● DOCUMENTO:
_ _ _

P. Martín Sivak, autor de livros sobre o Clarín, já disse que a guerra midiática acaba agora, com o fim da presidência de Cristina. Há essa ideia de que Scioli tem melhor relação com Clarín, haverá uma acomodação. Concorda?

R. A guerra midiática teve um aspecto com Cristina inclusive filosófico, não apenas político. Ernesto Laclau (morto em 2014), que era o filósofo favorito de Cristina, aconselhava criar um inimigo para unir uma frente interna. Ele também aconselhou essa coisa populista de governar sem a mídia. Acho que se Scioli vencer ou Macri, isso vai mudar. Estou de acordo.

Hoje, 80% dos meios de comunicação tem alguma ligação com o Governo, e isso certamente vai ser um problema no próximo mandato. Essas mídias vivem do Governo, não se sustentam por conta própria. O que vai acontecer com o que nós chamamos de aparato de propaganda? Há empresários que cresceram muito no kirchnerismo e compraram meios de comunicação. Eles continuarão a propagar o kichnerismo para que ele não desapareça. Mas temos de ver que influência terão. Eu sempre digo que 80% dos meios de comunicação são ligados ao Governo, direta ou indiretamente, e têm 20% de audiência. E 20% somos nós que temos 80% da audiência.

Esse Governo kirchnerista tem uma característica muito boa, e muito difícil de manejar, que é a audácia

P. Sua casa foi alvo de um atentado recentemente. Há um risco de essa escalada retórica se trasladar à realidade?

R. Aqui houve diferentes fases. Em um dado momento, Néstor e Cristina mencionavam jornalista por nome e sobrenome, o que era expô-los ao risco. Não por causa de Néstor e Cristina, mas porque algum fanático poderia fazer algo estúpido só para ganhar pontos. Há ameaças, mas não há nenhuma escalada específica de violência.

P. A polarização piora o jornalismo? Deixa-se de se considerar ângulos, pautas? Não há nada positivo a dizer sobre o Governo de Cristina Kirchner?

R. Em primeiro lugar, o Governo tem promovido, de cima para baixo, a divisão social, que eu batizei de la grieta (o fosso), um termo que eu usei num discurso e pegou. Essa divisão não é política. É cultural. Há amigos que não podem mais ficar juntos, os amigos que já não se veem, pessoas que deixam de ser convidar para o aniversários. Esta divisão existe também no jornalismo e é muito perceptível. Tem a ver com a introdução e promoção do que o Governo chama de jornalismo militante.

P. Também há jornalismo militante da oposição, certo?

_ _ _

● DADOS APRESENTADOS:
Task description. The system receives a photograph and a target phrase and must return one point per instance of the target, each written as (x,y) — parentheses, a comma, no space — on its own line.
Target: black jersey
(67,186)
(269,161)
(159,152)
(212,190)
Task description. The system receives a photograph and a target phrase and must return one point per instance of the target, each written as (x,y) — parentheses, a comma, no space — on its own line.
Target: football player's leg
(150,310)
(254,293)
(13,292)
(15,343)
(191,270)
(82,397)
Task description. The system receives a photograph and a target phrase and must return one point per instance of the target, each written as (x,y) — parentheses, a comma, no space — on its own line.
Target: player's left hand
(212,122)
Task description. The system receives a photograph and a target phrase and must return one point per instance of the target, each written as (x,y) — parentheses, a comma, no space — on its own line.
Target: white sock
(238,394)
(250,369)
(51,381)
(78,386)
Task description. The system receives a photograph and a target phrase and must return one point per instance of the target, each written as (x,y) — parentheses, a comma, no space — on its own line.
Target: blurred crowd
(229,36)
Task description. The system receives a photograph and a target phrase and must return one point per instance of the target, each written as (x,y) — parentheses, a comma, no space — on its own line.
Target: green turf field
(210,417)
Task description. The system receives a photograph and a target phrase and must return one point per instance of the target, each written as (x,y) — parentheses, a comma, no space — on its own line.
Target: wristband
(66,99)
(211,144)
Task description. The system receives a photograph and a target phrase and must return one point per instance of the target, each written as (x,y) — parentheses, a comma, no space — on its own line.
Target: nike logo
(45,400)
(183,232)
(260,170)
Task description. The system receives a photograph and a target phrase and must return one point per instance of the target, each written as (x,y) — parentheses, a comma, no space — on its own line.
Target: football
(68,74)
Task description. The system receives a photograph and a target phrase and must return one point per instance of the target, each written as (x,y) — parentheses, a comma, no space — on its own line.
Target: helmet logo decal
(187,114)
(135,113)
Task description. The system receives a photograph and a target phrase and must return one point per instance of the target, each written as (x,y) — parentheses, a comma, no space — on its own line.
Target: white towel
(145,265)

_ _ _

● O QUE SE PEDE:
1. De acordo com o documento, quem era o filósofo favorito de Cristina?
2. Reúna todas as linhas acima que contêm a palavra "logo".

● RESPOSTAS ÀS TAREFAS:
1. Ernesto Laclau, morto em 2014.

2.
Target: nike logo
Target: helmet logo decal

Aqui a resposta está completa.